§ **WRITTEN REQUEST**
Could you write out, word for word, the rows from the line with "Mark the region of each instance of the sky" up to and including the line with "[[295,2],[3,7],[1,396],[296,398]]", leaving out any pictures?
'''
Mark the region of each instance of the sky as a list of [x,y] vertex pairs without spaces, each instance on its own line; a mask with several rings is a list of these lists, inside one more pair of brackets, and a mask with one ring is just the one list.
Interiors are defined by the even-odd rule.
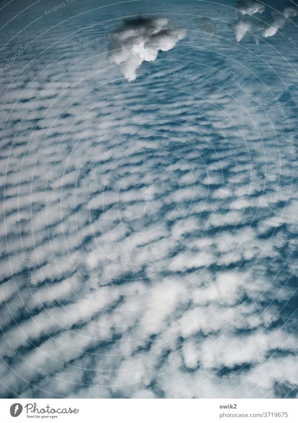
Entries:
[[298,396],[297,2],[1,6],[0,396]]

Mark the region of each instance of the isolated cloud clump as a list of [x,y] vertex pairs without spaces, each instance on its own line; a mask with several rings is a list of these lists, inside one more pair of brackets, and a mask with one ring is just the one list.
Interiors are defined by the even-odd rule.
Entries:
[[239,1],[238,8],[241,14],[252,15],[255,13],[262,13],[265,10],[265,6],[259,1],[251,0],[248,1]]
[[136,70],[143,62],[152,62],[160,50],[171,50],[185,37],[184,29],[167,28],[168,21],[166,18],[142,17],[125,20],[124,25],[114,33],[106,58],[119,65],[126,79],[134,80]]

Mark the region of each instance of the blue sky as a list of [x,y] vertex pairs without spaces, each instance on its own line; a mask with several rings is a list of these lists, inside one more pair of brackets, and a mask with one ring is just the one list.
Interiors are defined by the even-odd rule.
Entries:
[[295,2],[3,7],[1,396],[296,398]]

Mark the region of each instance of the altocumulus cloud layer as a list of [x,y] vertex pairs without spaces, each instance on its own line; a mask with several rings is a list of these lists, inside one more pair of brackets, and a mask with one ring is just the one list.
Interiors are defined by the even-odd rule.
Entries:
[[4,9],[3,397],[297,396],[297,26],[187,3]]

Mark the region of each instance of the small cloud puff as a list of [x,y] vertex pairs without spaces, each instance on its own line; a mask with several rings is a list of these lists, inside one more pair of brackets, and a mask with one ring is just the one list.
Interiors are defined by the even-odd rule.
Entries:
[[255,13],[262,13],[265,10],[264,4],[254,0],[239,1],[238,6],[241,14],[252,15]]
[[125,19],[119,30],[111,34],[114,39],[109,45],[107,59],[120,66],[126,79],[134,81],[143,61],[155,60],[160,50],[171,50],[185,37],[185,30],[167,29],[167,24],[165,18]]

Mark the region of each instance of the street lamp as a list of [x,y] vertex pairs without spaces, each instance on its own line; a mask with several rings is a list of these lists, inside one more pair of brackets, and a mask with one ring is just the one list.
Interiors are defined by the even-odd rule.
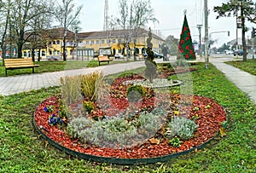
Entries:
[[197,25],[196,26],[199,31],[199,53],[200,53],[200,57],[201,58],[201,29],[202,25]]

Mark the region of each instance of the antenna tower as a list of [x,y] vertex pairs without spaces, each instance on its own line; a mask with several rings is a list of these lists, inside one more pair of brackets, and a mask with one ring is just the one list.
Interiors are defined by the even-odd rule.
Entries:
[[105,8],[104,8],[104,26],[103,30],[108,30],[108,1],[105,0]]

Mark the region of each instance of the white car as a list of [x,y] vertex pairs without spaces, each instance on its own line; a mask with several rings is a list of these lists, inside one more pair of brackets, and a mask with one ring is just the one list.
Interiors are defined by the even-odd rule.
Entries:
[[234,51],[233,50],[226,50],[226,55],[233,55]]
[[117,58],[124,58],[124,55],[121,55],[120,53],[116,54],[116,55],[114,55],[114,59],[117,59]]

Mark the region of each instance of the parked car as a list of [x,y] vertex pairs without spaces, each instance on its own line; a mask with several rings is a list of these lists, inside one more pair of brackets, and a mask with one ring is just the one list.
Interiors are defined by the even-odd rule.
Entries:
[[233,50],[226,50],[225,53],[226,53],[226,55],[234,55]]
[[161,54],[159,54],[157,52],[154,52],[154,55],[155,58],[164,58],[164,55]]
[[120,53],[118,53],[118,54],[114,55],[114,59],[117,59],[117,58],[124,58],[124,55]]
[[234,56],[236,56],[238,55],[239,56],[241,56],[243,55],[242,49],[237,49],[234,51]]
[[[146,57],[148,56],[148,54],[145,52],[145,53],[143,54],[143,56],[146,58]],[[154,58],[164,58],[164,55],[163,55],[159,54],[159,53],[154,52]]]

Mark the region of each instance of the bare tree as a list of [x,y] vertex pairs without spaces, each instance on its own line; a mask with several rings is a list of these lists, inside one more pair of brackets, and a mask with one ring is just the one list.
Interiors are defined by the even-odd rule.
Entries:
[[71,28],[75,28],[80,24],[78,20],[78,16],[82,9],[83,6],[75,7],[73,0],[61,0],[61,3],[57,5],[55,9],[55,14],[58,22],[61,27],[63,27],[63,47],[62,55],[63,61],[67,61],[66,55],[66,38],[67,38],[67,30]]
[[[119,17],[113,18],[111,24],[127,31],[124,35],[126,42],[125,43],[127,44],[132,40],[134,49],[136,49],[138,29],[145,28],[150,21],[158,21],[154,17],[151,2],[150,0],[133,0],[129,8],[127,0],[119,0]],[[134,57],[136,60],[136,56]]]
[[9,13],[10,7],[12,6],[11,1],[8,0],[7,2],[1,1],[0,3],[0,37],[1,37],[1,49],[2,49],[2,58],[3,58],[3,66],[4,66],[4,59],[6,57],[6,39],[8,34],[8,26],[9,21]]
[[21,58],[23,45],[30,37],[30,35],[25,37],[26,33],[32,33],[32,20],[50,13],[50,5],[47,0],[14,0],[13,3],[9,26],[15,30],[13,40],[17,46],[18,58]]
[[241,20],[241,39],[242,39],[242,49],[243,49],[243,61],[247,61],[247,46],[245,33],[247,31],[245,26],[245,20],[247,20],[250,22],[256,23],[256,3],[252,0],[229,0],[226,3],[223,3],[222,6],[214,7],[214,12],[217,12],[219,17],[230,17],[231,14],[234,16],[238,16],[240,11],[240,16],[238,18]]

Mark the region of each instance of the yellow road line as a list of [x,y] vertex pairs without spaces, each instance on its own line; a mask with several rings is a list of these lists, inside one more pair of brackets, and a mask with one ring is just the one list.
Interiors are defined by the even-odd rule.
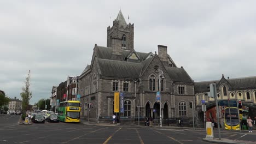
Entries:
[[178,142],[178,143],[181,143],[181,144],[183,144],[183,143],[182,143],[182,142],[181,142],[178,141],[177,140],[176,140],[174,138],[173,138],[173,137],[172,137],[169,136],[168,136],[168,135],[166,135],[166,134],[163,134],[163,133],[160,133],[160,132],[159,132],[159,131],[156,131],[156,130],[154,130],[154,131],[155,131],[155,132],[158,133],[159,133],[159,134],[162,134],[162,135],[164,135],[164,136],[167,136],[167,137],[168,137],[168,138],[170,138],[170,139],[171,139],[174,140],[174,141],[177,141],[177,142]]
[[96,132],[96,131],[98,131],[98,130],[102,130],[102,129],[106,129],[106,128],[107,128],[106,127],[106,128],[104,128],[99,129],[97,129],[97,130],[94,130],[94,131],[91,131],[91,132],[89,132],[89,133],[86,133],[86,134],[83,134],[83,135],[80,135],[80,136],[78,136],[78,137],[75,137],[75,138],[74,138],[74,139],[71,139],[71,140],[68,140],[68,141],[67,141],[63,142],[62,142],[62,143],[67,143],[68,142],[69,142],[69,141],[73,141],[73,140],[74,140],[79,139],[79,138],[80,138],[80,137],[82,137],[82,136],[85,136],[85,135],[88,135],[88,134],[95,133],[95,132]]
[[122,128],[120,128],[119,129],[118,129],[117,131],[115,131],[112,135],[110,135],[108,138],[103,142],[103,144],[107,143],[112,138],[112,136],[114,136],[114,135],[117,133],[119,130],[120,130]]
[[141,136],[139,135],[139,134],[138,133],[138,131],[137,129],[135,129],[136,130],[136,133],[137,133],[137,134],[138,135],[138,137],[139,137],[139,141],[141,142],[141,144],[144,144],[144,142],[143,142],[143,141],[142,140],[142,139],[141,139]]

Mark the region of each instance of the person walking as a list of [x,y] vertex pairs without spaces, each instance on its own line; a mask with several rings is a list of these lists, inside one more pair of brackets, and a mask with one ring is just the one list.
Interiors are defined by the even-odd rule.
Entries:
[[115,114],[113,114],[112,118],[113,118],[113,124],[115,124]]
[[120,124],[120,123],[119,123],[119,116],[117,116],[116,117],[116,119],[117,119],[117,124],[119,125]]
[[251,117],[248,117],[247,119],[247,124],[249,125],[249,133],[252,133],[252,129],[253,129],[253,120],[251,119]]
'''
'''
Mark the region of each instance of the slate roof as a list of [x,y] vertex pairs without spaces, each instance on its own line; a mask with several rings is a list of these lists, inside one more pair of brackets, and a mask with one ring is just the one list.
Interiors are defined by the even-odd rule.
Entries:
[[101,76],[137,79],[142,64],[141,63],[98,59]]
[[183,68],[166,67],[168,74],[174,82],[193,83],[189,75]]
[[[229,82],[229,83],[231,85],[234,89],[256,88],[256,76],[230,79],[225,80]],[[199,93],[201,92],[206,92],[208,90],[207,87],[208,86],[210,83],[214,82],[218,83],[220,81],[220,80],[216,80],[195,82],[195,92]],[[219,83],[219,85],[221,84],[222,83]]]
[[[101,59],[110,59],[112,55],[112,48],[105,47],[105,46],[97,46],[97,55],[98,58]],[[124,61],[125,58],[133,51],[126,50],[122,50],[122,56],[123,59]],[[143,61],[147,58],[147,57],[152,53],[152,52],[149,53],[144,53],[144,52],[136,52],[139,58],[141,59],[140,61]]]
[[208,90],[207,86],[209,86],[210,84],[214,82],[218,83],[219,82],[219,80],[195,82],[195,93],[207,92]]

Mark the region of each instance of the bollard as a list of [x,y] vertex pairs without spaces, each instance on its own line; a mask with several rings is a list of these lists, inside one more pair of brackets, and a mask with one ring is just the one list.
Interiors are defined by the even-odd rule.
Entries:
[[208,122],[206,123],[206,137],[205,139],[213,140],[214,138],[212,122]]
'''
§ **ANSWER FOR THIS EXERCISE**
Mark the region of each instance of the sky as a list of [x,y] vertex pairs without spaces, each instance on its own line; a mask with several rings is a list of these lists, inside one more pair of brackets, and a mask with one ring is just the one list.
Interiors are defined by the even-odd rule.
Entries:
[[298,396],[297,2],[1,6],[0,396]]

Mark the region of each instance of the isolated cloud clump as a list of [x,y] vertex pairs without spaces, each instance on its own line; a mask with several rings is a list of these lists, inside one more pair of brackets, and a mask with one ring is just the one list.
Interiors are defined by the even-odd rule.
Entries:
[[239,1],[238,8],[241,14],[252,15],[255,13],[262,13],[265,10],[265,6],[259,1],[251,0],[248,1]]
[[136,70],[143,62],[152,62],[160,50],[171,50],[185,37],[184,29],[167,28],[168,21],[166,18],[142,17],[125,20],[124,25],[114,33],[106,58],[119,65],[126,79],[134,80]]

Mark the region of each instance of the blue sky as a list of [x,y] vertex pairs without spaces, each instance on its own line; a mask with several rings is a list of these lists, inside one more pair of brackets, and a mask with one ring is just the one list.
Interiors are defined by the even-odd rule.
Entries:
[[295,2],[3,7],[1,396],[296,398]]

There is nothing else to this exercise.